→ Set problem
Rewrite the records as a numbered list, skipping blank lines, starting at the line that contains "Mark every instance of the concrete" and ending at the line that contains "x=488 y=126". Include only those lines.
------ Records provided ------
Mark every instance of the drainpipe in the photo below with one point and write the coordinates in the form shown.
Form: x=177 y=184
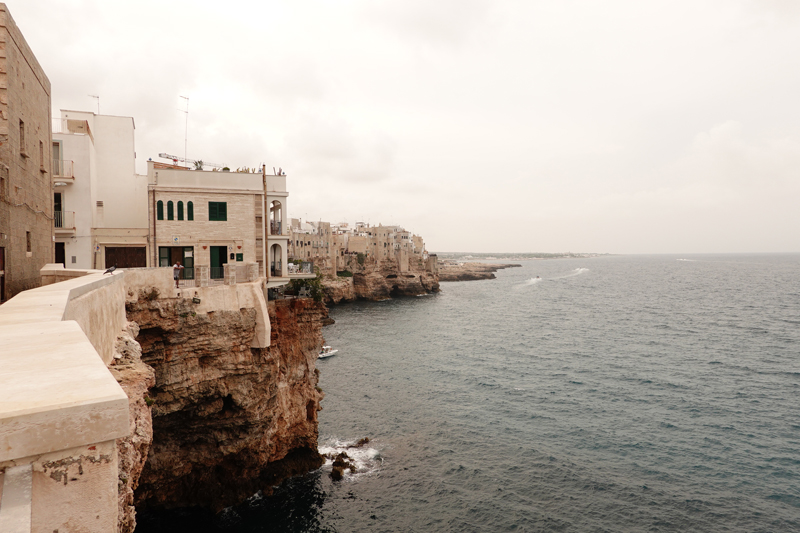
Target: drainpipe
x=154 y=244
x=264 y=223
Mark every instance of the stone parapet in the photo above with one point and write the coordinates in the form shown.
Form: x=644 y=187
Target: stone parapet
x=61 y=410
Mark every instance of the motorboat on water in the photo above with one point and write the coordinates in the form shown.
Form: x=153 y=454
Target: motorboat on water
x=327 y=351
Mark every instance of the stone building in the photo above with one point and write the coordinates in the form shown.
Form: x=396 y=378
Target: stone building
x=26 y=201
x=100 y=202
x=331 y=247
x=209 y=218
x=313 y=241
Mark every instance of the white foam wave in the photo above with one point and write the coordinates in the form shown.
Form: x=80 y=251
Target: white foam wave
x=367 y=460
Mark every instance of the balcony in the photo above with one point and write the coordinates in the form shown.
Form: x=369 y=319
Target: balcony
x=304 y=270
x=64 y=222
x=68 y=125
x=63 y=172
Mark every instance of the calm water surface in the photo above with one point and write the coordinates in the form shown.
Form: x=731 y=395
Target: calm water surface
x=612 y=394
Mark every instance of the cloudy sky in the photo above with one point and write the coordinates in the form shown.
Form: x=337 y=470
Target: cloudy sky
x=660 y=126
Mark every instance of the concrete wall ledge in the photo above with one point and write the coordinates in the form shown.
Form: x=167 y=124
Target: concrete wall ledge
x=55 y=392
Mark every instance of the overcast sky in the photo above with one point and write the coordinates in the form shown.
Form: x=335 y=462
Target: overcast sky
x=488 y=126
------
------ Records provided ------
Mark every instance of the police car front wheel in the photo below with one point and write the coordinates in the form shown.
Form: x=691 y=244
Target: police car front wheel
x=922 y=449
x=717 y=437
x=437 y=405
------
→ Result
1. Mark every instance of the concrete wall ledge in the photo above with one point and write the coordinates in the form shown.
2. Form: x=167 y=124
3. Target: concrete wall ledge
4. x=55 y=392
5. Mark every instance of the overcast sky in the photo above with one point and write the coordinates in the form shown.
6. Form: x=335 y=462
7. Target: overcast sky
8. x=488 y=126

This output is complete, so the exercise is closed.